(Excerpts from a location annotation dataset)
====================
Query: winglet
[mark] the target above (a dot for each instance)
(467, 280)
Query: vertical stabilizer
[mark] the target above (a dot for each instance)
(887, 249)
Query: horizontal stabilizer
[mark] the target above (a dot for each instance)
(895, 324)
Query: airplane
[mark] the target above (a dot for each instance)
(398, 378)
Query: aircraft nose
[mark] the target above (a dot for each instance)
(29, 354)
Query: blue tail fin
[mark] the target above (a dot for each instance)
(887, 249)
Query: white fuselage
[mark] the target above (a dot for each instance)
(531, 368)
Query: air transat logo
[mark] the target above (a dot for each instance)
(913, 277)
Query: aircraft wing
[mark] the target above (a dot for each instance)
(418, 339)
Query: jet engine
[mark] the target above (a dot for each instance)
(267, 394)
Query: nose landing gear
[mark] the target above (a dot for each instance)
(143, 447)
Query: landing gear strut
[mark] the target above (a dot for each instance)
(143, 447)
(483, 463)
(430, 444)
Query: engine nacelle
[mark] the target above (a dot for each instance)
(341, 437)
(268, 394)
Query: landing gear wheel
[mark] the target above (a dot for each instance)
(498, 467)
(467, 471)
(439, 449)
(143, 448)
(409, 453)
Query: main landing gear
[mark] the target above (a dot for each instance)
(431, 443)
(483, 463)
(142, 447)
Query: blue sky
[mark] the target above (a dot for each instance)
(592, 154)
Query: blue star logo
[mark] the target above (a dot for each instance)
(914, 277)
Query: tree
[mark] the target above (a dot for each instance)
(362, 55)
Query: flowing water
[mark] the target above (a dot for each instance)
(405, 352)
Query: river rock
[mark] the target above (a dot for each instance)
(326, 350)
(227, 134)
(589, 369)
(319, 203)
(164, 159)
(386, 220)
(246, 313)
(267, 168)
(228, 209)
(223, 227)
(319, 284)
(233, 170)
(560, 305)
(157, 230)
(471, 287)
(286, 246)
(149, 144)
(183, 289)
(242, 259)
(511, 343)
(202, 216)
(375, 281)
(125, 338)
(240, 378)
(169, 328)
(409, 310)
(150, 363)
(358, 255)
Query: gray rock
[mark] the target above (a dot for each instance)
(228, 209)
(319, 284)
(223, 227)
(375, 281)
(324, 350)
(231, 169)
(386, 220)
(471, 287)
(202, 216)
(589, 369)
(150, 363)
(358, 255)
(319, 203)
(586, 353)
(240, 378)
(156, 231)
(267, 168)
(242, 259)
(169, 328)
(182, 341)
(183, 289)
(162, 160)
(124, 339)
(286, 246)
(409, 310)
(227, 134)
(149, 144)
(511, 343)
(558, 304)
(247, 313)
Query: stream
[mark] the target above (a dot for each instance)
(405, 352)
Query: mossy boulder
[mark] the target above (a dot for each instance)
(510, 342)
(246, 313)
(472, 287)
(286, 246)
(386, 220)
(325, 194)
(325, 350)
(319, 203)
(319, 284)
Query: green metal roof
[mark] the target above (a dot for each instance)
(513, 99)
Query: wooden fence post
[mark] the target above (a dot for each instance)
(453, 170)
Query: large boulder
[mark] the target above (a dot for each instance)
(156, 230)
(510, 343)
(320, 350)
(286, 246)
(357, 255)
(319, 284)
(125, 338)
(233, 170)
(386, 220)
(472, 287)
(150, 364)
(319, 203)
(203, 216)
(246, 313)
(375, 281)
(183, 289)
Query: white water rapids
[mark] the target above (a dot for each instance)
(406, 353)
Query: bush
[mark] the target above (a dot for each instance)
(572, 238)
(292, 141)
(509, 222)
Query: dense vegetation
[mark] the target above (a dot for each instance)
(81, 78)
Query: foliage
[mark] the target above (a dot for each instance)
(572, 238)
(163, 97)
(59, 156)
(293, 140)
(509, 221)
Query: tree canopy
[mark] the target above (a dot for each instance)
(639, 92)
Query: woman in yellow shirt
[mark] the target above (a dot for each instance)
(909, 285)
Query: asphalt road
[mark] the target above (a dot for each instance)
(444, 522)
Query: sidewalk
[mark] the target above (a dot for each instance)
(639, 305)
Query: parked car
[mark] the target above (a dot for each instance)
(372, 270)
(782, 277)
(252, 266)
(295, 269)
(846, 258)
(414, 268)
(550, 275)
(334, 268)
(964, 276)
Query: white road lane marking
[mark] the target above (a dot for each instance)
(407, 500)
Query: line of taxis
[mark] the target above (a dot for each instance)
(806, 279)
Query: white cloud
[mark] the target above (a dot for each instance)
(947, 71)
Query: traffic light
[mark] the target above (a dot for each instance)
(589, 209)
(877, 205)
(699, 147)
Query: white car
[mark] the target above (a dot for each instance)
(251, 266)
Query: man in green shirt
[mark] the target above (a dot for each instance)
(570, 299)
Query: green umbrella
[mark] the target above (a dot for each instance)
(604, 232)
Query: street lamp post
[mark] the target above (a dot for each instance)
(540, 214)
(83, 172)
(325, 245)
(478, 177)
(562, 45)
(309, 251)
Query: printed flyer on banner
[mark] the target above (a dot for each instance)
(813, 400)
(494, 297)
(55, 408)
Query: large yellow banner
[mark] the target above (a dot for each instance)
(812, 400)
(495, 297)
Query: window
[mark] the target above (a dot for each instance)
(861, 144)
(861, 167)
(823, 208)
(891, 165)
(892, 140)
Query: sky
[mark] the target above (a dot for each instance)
====================
Repeat all of the data above word for word, changing nothing.

§ Full answer:
Query: winglet
[mark] the target above (a dot for each instance)
(467, 280)
Query: vertical stabilizer
[mark] the target above (a dot for each instance)
(887, 249)
Query: horizontal stabilizer
[mark] the target above (a dot for each instance)
(895, 324)
Query: airplane
[mark] the target above (a dot for each instance)
(398, 378)
Query: aircraft nose
[mark] the target above (a dot for each instance)
(29, 354)
Query: blue tail fin
[mark] the target above (a dot for each instance)
(887, 249)
Query: white fuselage
[mark] the target above (a dot for each instance)
(531, 368)
Query: air transat logo
[mark] the target above (a dot for each instance)
(913, 277)
Query: aircraft wing
[mark] the target above (a dot for each instance)
(418, 339)
Query: jet engine
[mark] the target above (a dot for each instance)
(267, 394)
Query: nose landing gear
[mark] the target above (a dot for each instance)
(143, 447)
Query: landing gear strut
[mark] the target above (a dot for each instance)
(143, 447)
(483, 463)
(430, 444)
Query: engine nacelle
[mark] the target above (a dot for each instance)
(341, 437)
(268, 394)
Query: landing gear wheel
[mark] the target above (a dot for each instance)
(498, 467)
(467, 471)
(439, 449)
(143, 448)
(409, 453)
Query: main landing gear
[mark] the target above (a dot for each instance)
(431, 443)
(483, 463)
(142, 447)
Query: blue sky
[mark] the target above (a dot for each instance)
(592, 154)
Query: blue star logo
[mark] the target above (a dot for each instance)
(914, 277)
Query: tree
[mark] the target above (a dot for each instance)
(362, 55)
Query: flowing water
[mark] the target above (a dot for each instance)
(405, 352)
Query: river rock
[mark] the target above (a dot for each instance)
(326, 350)
(227, 134)
(589, 369)
(319, 203)
(164, 159)
(386, 220)
(246, 313)
(267, 168)
(228, 209)
(223, 227)
(319, 284)
(233, 170)
(560, 305)
(157, 230)
(471, 287)
(286, 246)
(149, 144)
(183, 289)
(242, 259)
(511, 343)
(202, 216)
(375, 281)
(125, 338)
(240, 378)
(169, 328)
(409, 310)
(150, 363)
(358, 255)
Query: gray rock
[mark] the target above (a dot for each instance)
(228, 209)
(319, 284)
(223, 227)
(375, 281)
(324, 350)
(231, 169)
(386, 220)
(471, 287)
(202, 216)
(589, 369)
(150, 363)
(358, 255)
(319, 203)
(586, 353)
(240, 378)
(156, 231)
(267, 168)
(242, 259)
(169, 328)
(182, 341)
(183, 289)
(162, 160)
(124, 339)
(286, 246)
(409, 310)
(227, 134)
(149, 144)
(511, 343)
(558, 304)
(247, 313)
Query: stream
[mark] the target above (a dot for each instance)
(405, 352)
Query: mossy boulder
[mark] the target above (a dot for each instance)
(510, 342)
(246, 313)
(472, 287)
(286, 246)
(386, 220)
(325, 194)
(325, 350)
(319, 203)
(319, 284)
Query: green metal roof
[mark] the target above (a dot for each instance)
(513, 99)
Query: wooden fence post
[mark] the target above (a dot for each instance)
(453, 170)
Query: large boulder
[mark] the target above (a dot for each instance)
(156, 230)
(510, 343)
(320, 350)
(286, 246)
(357, 255)
(319, 284)
(125, 338)
(233, 170)
(386, 220)
(472, 287)
(150, 364)
(319, 203)
(203, 216)
(246, 313)
(375, 281)
(183, 289)
Query: white water rapids
[mark] the target above (a dot for each instance)
(406, 353)
Query: bush
[mark] the target above (a dot for each instance)
(572, 238)
(292, 141)
(509, 222)
Query: dense vegetation
[mark] the target above (a dot for each instance)
(81, 78)
Query: foliage
[mark] the target above (a dot for each instance)
(572, 238)
(163, 97)
(59, 156)
(293, 140)
(509, 221)
Query: tree canopy
[mark] the target above (a dot for each instance)
(639, 92)
Query: woman in yellow shirt
[mark] the target above (a dot for each instance)
(909, 285)
Query: asphalt road
[mark] the target above (a dot for each instance)
(444, 522)
Query: sidewalk
[mark] the target above (a dot for each instance)
(639, 305)
Query: parked car
[mark] the target above (a dot for each instance)
(372, 270)
(782, 277)
(252, 266)
(295, 269)
(846, 258)
(414, 268)
(550, 275)
(334, 268)
(964, 276)
Query: white road lane marking
[mark] the target above (a dot for each instance)
(407, 500)
Query: line of taxis
[mark] the target above (a dot for each instance)
(806, 279)
Query: white cloud
[mark] the target above (a dot for each instance)
(947, 71)
Query: traffic light
[mark] the target above (a dot for each instance)
(589, 209)
(877, 205)
(699, 147)
Query: white car
[mark] the target above (a dot for each instance)
(251, 266)
Query: man in green shirt
[mark] the target above (a dot for each instance)
(570, 299)
Query: green umbrella
[mark] the target above (a dot for each instance)
(604, 232)
Query: street lamp post
[mark] the target above (a dot for each instance)
(540, 214)
(83, 172)
(325, 245)
(478, 177)
(562, 45)
(309, 251)
Query: printed flyer on banner
[mark] the target above (a dot for each instance)
(813, 400)
(494, 297)
(55, 408)
Query: large yellow banner
[mark] the target above (a dot for each instance)
(812, 400)
(495, 297)
Query: window
[mark] the target above (a dot for each instance)
(861, 144)
(861, 167)
(823, 208)
(891, 165)
(892, 140)
Query: sky
[mark] the target above (a dot for each instance)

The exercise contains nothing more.